• _YOUR TASK_
Your task is to repeat the records exactly from the line containing "Query: car's front wheel" onward, through the final line.

[Extracted records]

--- --- ---

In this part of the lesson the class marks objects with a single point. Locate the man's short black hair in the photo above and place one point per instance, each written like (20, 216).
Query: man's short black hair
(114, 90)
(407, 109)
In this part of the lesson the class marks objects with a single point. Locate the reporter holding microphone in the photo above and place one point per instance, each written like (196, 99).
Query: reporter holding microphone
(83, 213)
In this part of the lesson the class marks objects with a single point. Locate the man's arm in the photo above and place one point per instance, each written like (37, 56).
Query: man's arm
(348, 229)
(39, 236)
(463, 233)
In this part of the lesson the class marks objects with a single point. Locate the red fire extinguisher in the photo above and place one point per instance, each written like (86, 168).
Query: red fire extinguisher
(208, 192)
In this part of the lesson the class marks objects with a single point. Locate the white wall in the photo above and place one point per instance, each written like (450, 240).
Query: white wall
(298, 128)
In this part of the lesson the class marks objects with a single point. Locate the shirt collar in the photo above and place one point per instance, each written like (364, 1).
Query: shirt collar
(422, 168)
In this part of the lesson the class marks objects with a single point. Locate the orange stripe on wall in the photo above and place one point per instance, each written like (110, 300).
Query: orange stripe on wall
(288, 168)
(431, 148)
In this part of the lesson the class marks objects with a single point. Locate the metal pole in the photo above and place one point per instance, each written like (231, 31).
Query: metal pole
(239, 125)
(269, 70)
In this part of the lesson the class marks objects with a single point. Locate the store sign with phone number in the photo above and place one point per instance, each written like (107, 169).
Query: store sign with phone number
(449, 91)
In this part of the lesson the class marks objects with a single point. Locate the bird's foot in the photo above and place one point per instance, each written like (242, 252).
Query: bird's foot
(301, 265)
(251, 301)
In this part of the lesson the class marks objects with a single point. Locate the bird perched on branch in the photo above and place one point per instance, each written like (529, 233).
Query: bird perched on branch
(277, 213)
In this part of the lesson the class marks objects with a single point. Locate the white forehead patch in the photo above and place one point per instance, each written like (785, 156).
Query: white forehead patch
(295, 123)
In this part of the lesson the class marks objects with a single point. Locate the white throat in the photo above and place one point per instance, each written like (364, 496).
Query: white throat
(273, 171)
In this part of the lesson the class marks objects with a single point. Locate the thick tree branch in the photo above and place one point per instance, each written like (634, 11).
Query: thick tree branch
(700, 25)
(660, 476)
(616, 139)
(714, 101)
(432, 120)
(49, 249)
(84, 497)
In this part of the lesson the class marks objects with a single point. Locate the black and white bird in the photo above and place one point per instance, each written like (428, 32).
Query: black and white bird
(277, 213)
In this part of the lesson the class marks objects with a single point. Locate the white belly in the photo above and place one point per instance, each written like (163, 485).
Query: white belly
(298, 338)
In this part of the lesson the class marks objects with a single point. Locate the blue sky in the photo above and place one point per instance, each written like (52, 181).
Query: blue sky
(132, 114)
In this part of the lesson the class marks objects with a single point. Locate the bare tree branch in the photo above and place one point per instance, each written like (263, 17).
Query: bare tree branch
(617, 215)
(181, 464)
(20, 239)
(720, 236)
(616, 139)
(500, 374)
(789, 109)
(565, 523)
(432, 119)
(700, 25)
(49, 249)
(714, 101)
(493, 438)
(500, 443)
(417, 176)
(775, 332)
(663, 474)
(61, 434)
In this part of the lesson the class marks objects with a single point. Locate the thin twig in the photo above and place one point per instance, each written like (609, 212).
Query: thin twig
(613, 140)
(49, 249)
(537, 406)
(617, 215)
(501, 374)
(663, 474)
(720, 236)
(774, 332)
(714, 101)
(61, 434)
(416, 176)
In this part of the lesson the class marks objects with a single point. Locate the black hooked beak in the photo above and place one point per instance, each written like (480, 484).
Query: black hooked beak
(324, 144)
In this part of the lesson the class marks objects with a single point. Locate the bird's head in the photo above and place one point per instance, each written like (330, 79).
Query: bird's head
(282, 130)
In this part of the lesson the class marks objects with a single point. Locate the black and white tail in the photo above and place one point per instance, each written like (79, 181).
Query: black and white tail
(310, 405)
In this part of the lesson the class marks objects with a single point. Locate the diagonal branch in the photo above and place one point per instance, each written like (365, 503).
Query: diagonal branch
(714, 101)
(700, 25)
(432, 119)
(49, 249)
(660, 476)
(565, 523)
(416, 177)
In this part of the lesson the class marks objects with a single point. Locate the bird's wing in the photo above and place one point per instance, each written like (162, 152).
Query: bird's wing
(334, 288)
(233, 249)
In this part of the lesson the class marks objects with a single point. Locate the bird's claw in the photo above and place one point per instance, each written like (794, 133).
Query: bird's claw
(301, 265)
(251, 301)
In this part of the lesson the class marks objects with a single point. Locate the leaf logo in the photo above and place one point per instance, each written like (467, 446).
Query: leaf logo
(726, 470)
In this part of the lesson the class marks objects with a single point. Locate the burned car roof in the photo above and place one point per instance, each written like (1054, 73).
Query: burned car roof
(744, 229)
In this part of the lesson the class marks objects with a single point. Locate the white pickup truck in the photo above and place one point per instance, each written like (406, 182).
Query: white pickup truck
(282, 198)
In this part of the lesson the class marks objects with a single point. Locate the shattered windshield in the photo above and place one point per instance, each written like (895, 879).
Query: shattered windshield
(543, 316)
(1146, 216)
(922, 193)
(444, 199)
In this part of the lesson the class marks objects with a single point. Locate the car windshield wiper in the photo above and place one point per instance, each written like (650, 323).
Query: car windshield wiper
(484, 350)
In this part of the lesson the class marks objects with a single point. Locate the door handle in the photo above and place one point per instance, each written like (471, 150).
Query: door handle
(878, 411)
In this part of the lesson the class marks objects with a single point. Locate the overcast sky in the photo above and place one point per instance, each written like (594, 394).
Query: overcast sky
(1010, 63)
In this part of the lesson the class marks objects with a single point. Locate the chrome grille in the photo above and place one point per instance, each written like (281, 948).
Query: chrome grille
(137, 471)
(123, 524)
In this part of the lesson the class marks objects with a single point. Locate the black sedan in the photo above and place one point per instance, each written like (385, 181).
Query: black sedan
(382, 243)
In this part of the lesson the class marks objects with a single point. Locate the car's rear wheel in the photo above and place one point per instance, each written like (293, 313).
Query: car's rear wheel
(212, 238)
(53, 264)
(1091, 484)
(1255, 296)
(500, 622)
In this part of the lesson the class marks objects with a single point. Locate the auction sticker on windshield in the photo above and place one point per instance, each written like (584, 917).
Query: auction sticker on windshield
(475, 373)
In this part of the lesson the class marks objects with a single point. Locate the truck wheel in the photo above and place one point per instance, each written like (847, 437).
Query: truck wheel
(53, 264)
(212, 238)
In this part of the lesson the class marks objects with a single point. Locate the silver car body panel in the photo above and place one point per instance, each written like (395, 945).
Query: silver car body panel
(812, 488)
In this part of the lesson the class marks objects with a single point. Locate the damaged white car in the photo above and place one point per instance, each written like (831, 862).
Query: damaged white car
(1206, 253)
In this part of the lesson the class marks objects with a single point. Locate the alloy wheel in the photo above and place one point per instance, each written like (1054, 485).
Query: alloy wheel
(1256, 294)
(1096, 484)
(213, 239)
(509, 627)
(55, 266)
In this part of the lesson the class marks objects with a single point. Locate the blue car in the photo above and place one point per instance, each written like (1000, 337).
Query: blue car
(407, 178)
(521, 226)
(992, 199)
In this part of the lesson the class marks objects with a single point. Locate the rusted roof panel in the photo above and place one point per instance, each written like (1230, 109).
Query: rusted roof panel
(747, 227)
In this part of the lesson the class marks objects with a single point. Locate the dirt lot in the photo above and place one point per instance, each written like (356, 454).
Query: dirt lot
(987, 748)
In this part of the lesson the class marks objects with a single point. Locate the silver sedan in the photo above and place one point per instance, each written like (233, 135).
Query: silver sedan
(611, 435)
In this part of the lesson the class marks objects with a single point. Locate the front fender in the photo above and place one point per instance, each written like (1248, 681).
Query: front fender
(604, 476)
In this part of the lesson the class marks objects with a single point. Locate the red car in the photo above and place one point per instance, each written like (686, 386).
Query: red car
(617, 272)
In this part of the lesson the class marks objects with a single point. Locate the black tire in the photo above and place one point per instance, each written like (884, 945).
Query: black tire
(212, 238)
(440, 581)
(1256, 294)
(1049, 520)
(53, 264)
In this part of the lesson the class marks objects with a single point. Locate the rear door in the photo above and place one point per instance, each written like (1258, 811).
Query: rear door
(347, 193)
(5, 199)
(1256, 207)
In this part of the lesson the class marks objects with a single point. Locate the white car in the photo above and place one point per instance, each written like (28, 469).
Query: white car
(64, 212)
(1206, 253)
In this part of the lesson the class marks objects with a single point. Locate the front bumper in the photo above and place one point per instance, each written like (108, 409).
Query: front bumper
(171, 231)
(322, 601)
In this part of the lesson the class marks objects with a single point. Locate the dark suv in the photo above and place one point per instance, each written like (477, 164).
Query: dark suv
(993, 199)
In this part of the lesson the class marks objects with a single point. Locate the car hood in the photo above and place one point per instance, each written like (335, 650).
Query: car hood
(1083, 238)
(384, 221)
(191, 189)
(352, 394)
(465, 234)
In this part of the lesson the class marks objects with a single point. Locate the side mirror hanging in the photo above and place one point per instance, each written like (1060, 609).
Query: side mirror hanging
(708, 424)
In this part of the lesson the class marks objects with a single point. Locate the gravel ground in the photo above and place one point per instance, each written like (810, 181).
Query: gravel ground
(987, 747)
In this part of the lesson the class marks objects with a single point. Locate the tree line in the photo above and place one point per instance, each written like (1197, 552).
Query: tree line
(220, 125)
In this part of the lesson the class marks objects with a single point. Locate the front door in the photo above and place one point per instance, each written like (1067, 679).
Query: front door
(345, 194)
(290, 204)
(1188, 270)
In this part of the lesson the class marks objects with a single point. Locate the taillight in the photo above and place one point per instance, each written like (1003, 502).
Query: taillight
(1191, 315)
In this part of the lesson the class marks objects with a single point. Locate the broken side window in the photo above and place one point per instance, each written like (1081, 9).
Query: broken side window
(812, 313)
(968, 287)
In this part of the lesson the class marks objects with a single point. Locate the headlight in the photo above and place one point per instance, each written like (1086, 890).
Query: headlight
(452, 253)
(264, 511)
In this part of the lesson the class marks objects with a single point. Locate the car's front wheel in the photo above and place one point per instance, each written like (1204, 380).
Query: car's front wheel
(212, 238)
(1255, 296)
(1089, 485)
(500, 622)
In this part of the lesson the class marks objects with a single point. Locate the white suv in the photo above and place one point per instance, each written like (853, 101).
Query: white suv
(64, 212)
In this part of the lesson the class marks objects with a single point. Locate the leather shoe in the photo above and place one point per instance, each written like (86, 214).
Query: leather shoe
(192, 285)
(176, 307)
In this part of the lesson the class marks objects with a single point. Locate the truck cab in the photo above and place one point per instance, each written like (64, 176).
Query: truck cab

--- --- ---

• _TASK SOLUTION_
Query: car's front wheel
(212, 238)
(1255, 296)
(1089, 485)
(500, 622)
In this part of the lesson the class marks objects with a single point. Locate the white suv in the photo above and place one point per instance, each written like (853, 101).
Query: white suv
(64, 212)
In this part of the lesson the class marks objects with a single point. Locate the leather shoe in the photo above and place one point per instance, each written like (86, 214).
Query: leather shoe
(192, 285)
(176, 307)
In this part of the lesson the class marks objects with a single point. Locate the truck cab in the photo above and place one point per instance, each written like (64, 176).
Query: truck cab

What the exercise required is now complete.